TASK GOAL:
Write out the text on patient MW's past and future events word for word, from its abstract through its notes.

DOCUMENT SEGMENT:
════════
Abstract
Patient MW, a known confabulator, and healthy age-matched controls produced past and future events. Events were judged on emotional valence and plausibility characteristics. No differences in valence were found between MW and controls, although a positive emotional bias toward the future was observed. Strikingly, MW produced confabulations about future events that were significantly more implausible than those produced by healthy controls whereas MW and healthy controls produced past events comparable in plausibility. A neurocognitive explanation is offered based on differences between remembering and imagining. Possible implications of this single case in relation to confabulation and mental time travel are discussed.
The authors wish to thank Martin A. Conway for providing invaluable guidance on this case study and two anonymous reviewers for their helpful comments. We would also like to thank the Brain Injury Rehabilitation Trust for their assistance, a registered charity that provides community-based rehabilitation for adults with brain injury. We extend our gratitude to MW and his wife for all their encouraging help in this research.
Notes
1. 1No control data is available for comparison.
2. 2It is noteworthy that the positivity bias could have been due to the more advanced age of MW and the control participants. However, to our knowledge, the future positivity bias has only been investigated in young healthy adults (e.g. Berntsen & Jacobsen, Citation2008; Newby-Clark & Ross, Citation2003). Therefore to answer the question of whether this particular bias exists in older age requires further empirical investigation, possibly comparing the bias in young and old participants.
════════
PROVIDED DATA:

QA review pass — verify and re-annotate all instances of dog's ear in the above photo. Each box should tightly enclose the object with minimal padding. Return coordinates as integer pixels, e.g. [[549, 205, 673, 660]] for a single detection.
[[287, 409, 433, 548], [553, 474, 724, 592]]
════════
TASK OUTPUT:
Abstract
Patient MW, a known confabulator, and healthy age-matched controls produced past and future events. Events were judged on emotional valence and plausibility characteristics. No differences in valence were found between MW and controls, although a positive emotional bias toward the future was observed. Strikingly, MW produced confabulations about future events that were significantly more implausible than those produced by healthy controls whereas MW and healthy controls produced past events comparable in plausibility. A neurocognitive explanation is offered based on differences between remembering and imagining. Possible implications of this single case in relation to confabulation and mental time travel are discussed.
The authors wish to thank Martin A. Conway for providing invaluable guidance on this case study and two anonymous reviewers for their helpful comments. We would also like to thank the Brain Injury Rehabilitation Trust for their assistance, a registered charity that provides community-based rehabilitation for adults with brain injury. We extend our gratitude to MW and his wife for all their encouraging help in this research.
Notes
1. 1No control data is available for comparison.
2. 2It is noteworthy that the positivity bias could have been due to the more advanced age of MW and the control participants. However, to our knowledge, the future positivity bias has only been investigated in young healthy adults (e.g. Berntsen & Jacobsen, Citation2008; Newby-Clark & Ross, Citation2003). Therefore to answer the question of whether this particular bias exists in older age requires further empirical investigation, possibly comparing the bias in young and old participants.